## Records supplied
********

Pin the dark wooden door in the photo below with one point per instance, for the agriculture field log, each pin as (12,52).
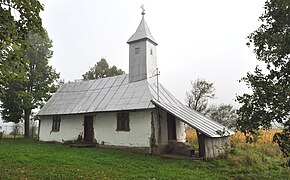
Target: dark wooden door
(88,129)
(201,144)
(171,127)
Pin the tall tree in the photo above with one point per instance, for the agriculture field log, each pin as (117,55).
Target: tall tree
(37,85)
(200,93)
(224,114)
(270,100)
(102,70)
(17,18)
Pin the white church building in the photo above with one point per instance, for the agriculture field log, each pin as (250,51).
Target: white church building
(132,110)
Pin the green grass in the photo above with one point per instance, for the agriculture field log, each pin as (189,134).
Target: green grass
(20,159)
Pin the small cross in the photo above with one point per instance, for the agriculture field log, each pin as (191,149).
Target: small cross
(143,9)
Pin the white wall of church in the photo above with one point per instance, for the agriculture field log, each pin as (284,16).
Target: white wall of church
(70,127)
(105,125)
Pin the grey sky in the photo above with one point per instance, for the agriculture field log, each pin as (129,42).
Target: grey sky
(197,39)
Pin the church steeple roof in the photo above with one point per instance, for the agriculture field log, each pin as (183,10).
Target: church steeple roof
(142,32)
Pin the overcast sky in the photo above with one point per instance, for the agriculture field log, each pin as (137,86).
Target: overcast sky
(196,39)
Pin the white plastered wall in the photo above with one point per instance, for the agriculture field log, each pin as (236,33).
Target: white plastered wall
(70,127)
(105,125)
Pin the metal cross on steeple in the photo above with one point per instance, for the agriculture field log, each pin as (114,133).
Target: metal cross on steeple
(143,9)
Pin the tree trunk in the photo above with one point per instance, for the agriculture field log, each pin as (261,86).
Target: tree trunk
(27,113)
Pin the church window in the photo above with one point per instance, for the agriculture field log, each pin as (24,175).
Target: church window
(55,123)
(123,121)
(137,50)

********

Quote each record exactly as it stands, minus the pictures.

## Solution for this exercise
Pin the dark wooden door in the photo below with one point per instance, for the agriculture field log, each pin as (12,52).
Target: dark wooden door
(88,129)
(201,144)
(171,127)
Pin the tall tree in the photo above with one point per instance, for the agriculture field log, each pin as (117,55).
Target: tall tree
(37,85)
(200,93)
(224,114)
(270,100)
(102,70)
(17,18)
Pin the white church building in the photo above with one point per instance, for the agriculture field log, each pin as (250,51).
Target: white church building
(132,110)
Pin the green grass in the photo above with one point per instance, for the agriculture field log, each pin as (189,134).
Target: green grass
(20,159)
Pin the small cross in the photo above with one point per instance, for the agriculture field log, each pin as (191,149).
Target: small cross
(143,9)
Pin the white wall of church in the photo above with one point per instance, for the agriculture field log, each pin as (284,16).
Target: white wall of church
(70,127)
(105,125)
Pin the grey sky in the photo above with one point per instance, for the agriculture field log, each pin as (129,42).
Target: grey sky
(197,39)
Pin the church steeple roof in the photo above with one point per instance, for the agriculture field log, each pin as (183,10).
Target: church steeple roof
(142,32)
Pin the overcast sky in the photo above with one point per instance, for the agriculture field log, each pin as (137,86).
Target: overcast sky
(196,39)
Pin the white plastered wall in the photo above with one point per instance, for the agriculture field log, each pin as (236,33).
Target: white plastered wall
(70,127)
(105,125)
Pin the metal cross on steeple in the photo above with one point per instance, for the agriculture field log, each pin as (114,133).
Target: metal cross on steeple
(143,9)
Pin the tree trunk in the photo above with one point per instance, for the agriculture field log, each pin as (261,86).
Target: tree trunk
(27,113)
Pin the church window in the photo above with one point per instance, for the agriculture field log, each pin as (24,175).
Target: church window
(55,123)
(123,121)
(137,50)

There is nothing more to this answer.